━━━━━ Source data
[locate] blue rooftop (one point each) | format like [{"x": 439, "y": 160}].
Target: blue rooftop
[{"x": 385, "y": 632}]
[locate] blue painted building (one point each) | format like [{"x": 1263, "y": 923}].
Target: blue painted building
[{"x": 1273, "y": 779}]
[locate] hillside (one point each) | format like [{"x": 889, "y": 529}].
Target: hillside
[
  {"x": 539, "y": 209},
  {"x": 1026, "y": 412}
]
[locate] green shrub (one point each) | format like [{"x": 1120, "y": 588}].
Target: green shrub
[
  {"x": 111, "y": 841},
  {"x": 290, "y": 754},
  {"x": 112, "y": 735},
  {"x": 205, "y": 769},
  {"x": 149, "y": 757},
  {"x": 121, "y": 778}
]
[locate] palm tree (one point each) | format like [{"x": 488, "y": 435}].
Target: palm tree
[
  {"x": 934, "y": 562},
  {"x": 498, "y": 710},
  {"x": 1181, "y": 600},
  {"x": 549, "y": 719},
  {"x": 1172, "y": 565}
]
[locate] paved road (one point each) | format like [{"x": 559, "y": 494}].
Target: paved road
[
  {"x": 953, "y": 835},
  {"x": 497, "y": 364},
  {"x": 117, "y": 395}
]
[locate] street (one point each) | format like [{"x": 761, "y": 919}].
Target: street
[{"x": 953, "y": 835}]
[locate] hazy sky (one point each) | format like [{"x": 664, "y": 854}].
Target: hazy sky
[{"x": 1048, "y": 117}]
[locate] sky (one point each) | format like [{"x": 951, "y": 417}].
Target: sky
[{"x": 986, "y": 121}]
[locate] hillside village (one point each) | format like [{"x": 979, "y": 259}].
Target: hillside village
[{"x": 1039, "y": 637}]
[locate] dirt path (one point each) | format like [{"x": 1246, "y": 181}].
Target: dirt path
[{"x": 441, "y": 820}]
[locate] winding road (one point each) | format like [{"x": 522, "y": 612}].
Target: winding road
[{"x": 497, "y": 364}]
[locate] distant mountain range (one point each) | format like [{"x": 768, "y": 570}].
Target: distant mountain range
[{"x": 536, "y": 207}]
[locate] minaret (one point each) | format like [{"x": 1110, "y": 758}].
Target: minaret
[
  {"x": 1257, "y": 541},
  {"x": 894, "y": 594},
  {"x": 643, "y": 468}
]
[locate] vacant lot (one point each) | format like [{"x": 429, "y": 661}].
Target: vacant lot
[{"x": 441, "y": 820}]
━━━━━━━━━━
In the records above, locate the line that contains "[locate] palm tree". Repeat it and every line after it, exactly, and nothing else.

[locate] palm tree (one point each) | format like [{"x": 488, "y": 435}].
Target: palm tree
[
  {"x": 934, "y": 562},
  {"x": 498, "y": 710},
  {"x": 1181, "y": 600},
  {"x": 549, "y": 719},
  {"x": 1172, "y": 565}
]
[locate] paved road (one point each) | format like [{"x": 559, "y": 494}].
Target: paved road
[
  {"x": 953, "y": 835},
  {"x": 497, "y": 364},
  {"x": 117, "y": 395}
]
[locate] street (one point each) | format like [{"x": 761, "y": 919}].
Target: street
[{"x": 953, "y": 835}]
[locate] hazy sky (one point each) | format like [{"x": 664, "y": 854}].
Target: hazy sky
[{"x": 1048, "y": 117}]
[locate] sky (one point each) | format like [{"x": 951, "y": 417}].
Target: sky
[{"x": 986, "y": 121}]
[locate] hillside village (one point each) | format like [{"x": 979, "y": 259}].
Target: hillside village
[{"x": 1039, "y": 637}]
[locate] dirt path (one point each) | format like [{"x": 1246, "y": 181}].
Target: dirt path
[{"x": 441, "y": 820}]
[locate] winding road (one point each) | format like [{"x": 522, "y": 612}].
Target: winding road
[{"x": 497, "y": 364}]
[locate] distant mountain range (one point each) | format like [{"x": 768, "y": 570}].
Target: distant mountain range
[{"x": 536, "y": 207}]
[locate] minaret (one point each) | format like [{"x": 1110, "y": 758}].
Target: minaret
[
  {"x": 1257, "y": 541},
  {"x": 894, "y": 594},
  {"x": 643, "y": 468}
]
[locate] vacant lot (one point each) | format like [{"x": 429, "y": 661}].
Target: vacant lot
[{"x": 441, "y": 820}]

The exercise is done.